» **TASK GOAL**
On how many lines of the records below does the string "white" appear? Reply with only the number.

*** INFORMATION SUPPLIED

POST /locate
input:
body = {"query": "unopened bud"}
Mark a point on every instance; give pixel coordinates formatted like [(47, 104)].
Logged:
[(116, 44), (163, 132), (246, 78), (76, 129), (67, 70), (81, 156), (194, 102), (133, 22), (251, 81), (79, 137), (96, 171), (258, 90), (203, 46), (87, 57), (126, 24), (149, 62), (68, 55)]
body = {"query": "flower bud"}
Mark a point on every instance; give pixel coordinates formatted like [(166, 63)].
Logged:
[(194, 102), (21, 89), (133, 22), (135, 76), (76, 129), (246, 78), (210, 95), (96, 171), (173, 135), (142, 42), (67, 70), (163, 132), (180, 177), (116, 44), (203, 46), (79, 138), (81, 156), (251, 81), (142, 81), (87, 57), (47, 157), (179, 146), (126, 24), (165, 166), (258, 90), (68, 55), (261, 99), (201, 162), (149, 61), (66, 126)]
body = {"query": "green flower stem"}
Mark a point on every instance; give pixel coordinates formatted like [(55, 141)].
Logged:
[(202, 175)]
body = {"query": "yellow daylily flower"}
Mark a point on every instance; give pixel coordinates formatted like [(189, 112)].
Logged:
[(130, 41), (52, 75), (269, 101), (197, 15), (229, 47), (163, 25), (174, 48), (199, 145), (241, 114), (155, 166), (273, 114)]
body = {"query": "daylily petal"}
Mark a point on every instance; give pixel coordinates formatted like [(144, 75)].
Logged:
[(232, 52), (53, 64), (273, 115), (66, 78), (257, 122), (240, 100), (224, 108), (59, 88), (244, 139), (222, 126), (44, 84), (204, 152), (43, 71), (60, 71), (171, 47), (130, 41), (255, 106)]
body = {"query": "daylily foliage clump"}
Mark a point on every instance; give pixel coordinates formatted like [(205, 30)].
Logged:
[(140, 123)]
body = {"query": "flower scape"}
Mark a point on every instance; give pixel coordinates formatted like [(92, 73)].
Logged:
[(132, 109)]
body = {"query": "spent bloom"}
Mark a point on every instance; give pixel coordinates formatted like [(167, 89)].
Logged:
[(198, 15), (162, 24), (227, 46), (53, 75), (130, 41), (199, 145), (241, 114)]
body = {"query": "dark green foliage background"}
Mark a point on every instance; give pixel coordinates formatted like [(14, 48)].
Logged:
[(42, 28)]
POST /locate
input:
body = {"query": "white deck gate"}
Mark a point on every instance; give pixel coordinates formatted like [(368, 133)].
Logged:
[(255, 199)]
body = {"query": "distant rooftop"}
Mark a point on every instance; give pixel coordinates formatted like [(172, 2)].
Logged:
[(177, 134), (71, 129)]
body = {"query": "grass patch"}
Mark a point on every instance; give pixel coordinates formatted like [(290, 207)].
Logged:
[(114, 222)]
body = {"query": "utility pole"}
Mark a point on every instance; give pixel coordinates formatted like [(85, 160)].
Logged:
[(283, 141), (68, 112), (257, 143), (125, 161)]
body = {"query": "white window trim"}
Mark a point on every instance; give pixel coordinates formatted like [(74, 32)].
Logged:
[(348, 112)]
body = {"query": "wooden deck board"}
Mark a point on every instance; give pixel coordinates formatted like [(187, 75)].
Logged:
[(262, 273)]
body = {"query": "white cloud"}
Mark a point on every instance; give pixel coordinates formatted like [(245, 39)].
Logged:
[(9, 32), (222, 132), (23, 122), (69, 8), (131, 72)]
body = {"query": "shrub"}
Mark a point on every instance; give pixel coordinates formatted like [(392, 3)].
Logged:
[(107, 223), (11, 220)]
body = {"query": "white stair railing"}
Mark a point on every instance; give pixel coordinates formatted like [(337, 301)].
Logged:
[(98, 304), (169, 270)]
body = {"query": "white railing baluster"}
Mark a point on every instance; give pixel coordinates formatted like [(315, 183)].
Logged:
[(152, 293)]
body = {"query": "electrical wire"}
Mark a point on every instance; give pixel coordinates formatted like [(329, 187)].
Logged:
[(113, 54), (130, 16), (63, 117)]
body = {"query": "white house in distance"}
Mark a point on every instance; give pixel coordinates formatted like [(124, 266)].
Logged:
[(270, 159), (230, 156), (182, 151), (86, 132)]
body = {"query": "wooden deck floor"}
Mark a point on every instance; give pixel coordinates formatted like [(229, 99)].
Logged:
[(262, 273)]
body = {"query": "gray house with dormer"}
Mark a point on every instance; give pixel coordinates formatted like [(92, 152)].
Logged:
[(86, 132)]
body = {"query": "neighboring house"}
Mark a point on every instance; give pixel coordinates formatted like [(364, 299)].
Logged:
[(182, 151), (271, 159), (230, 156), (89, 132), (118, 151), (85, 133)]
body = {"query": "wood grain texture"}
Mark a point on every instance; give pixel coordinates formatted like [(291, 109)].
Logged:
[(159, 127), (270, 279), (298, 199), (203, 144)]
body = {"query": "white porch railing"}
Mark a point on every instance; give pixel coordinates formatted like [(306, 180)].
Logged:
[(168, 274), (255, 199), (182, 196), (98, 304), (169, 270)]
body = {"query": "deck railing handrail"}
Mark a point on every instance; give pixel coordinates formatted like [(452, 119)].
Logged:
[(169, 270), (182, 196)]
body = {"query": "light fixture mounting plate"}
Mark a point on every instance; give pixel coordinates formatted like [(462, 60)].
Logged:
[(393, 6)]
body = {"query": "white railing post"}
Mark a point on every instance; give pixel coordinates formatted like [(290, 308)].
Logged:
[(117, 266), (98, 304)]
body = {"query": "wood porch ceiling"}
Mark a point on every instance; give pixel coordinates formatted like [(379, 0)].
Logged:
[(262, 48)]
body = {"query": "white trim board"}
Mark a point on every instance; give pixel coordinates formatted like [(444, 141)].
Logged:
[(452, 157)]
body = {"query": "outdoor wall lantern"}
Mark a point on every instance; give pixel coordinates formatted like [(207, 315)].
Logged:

******

» **SOLUTION**
9